Multiple disks

Nico Meyer nico.meyer at adition.com
Wed Mar 23 19:56:13 EDT 2011


Hi Greg,

I don't think the vnodes will always die. I have seen some situations 
(disk full, filesystem becoming read only due to device errors, 
corrupted bitcask files after a mashine crash) where the vnode did not 
crash, but the get and/or put requests returned errors.
Even if the process crashes, it will just be restarted, possibly over 
and over again.
Also, the handoff logic only operates on the level of a whole node, not 
individual vnodes, which makes monitoring and detecting disk failures 
very important.

We were also thinking about how to use multiple disk per node. But its 
not a very pressing problem for us, since we have a lot of relatively 
small entries (~1000 bytes), so the RAM used by bitcask is a problem 
long before we can even fill one disk.

* _Requirement A_
In the multiple disks post, at what level does the handoff logic operate?

Position identification records
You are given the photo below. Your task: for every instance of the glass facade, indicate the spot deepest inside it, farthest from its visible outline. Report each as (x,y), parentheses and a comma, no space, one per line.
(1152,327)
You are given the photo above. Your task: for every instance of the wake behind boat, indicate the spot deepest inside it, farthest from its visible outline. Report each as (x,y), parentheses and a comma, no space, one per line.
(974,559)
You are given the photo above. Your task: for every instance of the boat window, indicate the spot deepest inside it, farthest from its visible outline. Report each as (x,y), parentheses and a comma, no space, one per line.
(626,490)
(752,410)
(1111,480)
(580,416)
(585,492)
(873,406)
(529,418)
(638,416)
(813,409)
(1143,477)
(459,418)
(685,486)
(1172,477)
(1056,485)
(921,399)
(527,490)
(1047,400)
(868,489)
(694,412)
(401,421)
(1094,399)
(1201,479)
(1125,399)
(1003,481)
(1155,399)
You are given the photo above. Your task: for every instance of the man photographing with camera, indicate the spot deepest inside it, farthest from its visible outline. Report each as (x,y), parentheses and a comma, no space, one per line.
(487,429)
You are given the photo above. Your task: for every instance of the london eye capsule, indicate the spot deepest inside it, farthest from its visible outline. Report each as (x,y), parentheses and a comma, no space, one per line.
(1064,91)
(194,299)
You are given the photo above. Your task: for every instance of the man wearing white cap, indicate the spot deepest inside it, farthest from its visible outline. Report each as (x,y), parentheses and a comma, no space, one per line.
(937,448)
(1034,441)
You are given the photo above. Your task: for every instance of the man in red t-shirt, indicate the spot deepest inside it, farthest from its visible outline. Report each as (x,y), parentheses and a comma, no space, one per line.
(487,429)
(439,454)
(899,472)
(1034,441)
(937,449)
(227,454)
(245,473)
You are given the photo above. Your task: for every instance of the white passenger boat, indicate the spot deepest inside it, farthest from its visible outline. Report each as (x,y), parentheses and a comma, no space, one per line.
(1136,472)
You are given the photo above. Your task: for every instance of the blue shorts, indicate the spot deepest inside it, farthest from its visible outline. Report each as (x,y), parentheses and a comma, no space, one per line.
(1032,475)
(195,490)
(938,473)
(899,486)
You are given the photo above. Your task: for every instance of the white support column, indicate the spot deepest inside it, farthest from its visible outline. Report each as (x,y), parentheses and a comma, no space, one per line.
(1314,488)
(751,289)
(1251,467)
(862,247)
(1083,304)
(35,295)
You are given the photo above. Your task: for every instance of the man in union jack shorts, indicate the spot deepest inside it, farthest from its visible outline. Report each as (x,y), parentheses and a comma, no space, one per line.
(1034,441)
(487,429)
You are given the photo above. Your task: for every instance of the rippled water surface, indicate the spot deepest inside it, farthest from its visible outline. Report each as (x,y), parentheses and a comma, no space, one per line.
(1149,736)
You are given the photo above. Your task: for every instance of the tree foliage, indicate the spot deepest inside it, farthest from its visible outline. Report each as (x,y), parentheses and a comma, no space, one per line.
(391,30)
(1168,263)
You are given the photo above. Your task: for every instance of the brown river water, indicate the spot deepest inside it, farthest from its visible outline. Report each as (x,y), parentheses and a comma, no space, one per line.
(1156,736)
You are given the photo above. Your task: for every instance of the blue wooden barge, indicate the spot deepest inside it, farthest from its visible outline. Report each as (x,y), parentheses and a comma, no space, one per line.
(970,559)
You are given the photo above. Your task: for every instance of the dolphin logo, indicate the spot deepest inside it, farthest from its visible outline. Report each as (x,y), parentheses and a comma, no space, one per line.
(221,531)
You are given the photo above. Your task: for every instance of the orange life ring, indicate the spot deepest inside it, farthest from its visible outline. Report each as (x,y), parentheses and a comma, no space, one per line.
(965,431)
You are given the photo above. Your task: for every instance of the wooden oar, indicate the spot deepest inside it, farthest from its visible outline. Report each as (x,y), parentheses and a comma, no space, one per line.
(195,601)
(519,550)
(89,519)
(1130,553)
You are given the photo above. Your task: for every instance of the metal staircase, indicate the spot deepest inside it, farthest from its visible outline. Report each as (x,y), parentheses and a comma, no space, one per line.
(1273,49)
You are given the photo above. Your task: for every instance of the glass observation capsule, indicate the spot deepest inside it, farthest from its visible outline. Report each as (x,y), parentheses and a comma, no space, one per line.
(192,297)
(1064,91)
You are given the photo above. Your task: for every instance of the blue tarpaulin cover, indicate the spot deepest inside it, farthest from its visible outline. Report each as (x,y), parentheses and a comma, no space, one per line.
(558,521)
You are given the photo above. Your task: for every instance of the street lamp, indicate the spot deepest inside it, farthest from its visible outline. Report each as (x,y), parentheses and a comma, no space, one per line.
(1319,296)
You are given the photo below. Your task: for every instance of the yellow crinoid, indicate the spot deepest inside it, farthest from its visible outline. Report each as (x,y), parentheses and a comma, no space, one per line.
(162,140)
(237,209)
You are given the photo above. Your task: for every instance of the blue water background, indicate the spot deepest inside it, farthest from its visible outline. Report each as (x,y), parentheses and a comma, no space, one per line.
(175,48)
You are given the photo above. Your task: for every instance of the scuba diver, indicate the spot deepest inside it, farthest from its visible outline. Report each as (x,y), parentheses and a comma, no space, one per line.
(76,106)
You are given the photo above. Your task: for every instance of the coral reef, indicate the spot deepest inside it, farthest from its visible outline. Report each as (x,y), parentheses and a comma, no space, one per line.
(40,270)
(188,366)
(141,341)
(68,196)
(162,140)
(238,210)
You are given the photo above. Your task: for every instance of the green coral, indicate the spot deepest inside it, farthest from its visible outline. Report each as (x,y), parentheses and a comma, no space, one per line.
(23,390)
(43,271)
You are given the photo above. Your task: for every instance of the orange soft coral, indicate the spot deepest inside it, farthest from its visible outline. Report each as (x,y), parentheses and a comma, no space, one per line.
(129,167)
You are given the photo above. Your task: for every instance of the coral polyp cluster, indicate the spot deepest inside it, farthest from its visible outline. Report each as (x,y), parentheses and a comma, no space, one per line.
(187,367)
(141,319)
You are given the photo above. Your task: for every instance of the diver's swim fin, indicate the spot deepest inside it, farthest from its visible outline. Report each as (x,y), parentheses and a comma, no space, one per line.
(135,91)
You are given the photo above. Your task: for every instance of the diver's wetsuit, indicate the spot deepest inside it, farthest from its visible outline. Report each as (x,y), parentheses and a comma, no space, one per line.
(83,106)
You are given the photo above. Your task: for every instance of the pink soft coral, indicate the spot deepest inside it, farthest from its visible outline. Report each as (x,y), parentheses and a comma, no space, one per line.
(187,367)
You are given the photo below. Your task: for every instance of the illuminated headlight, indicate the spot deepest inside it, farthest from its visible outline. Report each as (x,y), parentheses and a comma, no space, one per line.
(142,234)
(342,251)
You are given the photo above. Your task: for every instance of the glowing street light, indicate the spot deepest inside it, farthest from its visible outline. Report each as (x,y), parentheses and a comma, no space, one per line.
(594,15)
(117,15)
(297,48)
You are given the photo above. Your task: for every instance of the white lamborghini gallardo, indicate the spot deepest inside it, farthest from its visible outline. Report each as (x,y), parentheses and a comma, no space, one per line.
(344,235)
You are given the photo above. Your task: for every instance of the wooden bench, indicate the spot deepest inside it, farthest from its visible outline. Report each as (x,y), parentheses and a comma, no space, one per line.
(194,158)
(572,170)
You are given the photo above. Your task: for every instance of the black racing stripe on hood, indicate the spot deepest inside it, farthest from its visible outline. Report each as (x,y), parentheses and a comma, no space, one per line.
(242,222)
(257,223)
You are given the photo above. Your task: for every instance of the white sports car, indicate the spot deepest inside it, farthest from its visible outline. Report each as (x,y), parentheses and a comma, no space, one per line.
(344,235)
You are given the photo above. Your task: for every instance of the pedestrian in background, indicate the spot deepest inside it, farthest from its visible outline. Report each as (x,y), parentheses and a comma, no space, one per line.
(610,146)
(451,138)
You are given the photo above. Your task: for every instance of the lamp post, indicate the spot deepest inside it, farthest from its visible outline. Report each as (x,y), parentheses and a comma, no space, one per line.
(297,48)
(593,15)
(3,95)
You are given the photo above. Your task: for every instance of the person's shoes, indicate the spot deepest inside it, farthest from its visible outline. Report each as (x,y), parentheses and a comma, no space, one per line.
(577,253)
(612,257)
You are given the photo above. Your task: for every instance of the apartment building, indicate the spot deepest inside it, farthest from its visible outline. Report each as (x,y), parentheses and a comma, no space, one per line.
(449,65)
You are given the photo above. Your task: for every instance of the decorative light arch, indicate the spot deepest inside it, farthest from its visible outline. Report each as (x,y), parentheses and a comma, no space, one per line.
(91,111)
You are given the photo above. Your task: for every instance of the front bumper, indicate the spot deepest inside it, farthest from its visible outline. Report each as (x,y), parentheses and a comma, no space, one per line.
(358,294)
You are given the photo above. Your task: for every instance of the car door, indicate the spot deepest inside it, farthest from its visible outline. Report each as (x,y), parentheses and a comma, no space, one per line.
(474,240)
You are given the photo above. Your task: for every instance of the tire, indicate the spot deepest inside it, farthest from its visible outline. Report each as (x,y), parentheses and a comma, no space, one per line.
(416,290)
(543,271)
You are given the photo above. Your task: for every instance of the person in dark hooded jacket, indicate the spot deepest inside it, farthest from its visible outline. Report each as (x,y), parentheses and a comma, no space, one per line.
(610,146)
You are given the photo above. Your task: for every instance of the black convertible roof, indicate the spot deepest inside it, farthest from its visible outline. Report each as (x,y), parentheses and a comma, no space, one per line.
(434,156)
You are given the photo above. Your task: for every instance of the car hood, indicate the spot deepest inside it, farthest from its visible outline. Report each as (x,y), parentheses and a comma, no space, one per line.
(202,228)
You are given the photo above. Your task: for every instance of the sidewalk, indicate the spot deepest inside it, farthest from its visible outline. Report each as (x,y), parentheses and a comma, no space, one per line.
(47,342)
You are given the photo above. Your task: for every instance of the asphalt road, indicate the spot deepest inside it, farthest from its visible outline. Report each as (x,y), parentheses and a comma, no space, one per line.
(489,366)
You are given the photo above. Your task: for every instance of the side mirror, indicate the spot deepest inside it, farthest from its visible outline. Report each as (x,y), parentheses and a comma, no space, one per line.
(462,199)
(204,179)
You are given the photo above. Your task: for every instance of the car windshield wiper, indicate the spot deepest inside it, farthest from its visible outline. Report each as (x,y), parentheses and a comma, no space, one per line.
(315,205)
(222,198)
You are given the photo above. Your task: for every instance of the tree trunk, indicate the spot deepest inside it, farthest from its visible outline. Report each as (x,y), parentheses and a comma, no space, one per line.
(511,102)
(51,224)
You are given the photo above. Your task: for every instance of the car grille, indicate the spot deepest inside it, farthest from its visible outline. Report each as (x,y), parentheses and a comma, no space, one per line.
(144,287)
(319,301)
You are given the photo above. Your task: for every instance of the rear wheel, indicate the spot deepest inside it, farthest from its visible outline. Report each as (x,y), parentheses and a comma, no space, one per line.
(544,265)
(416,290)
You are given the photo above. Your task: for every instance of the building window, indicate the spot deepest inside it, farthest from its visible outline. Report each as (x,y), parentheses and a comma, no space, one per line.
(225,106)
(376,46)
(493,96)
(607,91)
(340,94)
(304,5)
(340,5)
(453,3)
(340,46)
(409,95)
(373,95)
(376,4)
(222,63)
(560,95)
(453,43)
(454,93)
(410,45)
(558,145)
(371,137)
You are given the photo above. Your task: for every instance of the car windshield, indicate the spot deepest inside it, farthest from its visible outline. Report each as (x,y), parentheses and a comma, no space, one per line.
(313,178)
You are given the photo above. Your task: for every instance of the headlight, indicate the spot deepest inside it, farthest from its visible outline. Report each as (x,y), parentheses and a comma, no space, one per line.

* _Requirement B_
Collect every line of the listing that contains the word "boat".

* _Full answer A_
It operates on the level of a whole node, not individual vnodes.

* _Full answer B_
You are given the photo above. Your task: for every instance of the wake behind boat, indicate the spot deepest inside it, farthest from its visible outline. Report each as (x,y), parentheses and a comma, no space, one per line.
You are given the photo above. Your task: for every instance of the boat window, indicate the spot deepest inside it, farthest from its visible outline. Report each as (x,y), parentheses and a comma, no space, one per line.
You are given the photo above. Your task: for every instance of the white passenger boat, indicate the spot deepest inside it, farthest from its visible outline. Report each as (x,y), parentheses and a comma, no space, one per line.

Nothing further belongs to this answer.